◆ EXERCISE AIM: Show every line of the records below that contains the string "tree". Case counts.

·····

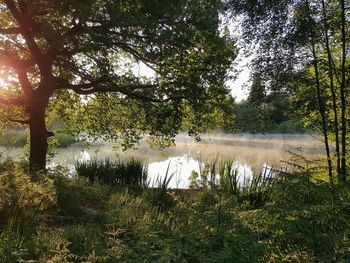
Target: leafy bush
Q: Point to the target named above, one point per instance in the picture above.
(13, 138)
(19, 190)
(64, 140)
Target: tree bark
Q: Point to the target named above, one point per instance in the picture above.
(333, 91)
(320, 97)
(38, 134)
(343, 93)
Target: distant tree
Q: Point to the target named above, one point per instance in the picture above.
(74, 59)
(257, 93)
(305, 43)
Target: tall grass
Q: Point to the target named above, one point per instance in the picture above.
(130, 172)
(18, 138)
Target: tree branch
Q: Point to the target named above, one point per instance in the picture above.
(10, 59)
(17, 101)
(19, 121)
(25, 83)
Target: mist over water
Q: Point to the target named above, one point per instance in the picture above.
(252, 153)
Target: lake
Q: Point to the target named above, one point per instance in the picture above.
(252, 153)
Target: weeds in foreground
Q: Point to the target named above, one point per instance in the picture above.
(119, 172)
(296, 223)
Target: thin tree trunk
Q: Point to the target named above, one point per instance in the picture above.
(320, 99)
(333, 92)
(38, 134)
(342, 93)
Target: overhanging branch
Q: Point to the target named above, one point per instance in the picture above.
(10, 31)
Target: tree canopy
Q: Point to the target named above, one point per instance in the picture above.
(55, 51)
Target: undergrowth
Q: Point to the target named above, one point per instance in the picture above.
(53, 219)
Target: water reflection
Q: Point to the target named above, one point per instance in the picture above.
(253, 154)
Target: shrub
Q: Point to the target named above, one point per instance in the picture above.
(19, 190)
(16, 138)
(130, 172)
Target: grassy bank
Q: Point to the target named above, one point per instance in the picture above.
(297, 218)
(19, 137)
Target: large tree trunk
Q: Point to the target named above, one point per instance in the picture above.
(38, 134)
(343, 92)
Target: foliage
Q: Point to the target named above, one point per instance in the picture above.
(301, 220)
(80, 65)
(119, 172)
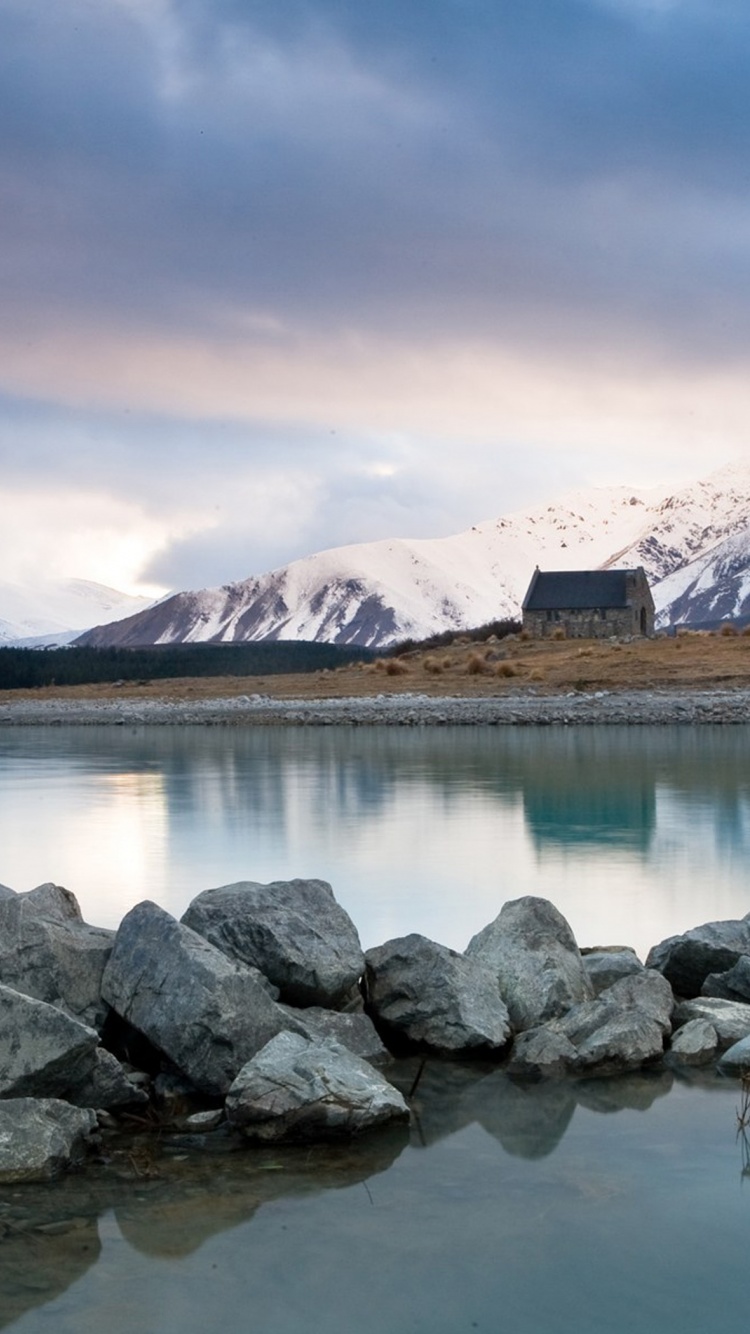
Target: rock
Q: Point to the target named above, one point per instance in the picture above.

·····

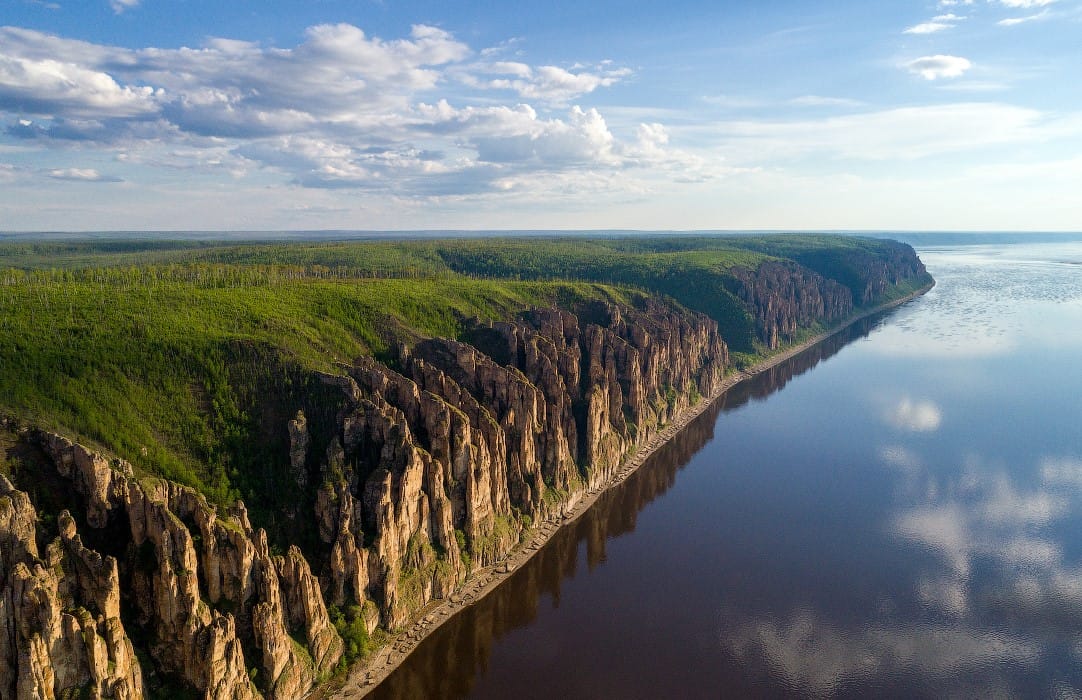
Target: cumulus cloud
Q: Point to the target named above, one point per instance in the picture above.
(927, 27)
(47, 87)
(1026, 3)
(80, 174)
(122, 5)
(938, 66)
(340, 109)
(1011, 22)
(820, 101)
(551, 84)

·····

◆ PROBLEM SOLUTION:
Target: tree bark
Target: distant tree
Target: tree branch
Target: thin tree trunk
Target: tree canopy
Target: large tree trunk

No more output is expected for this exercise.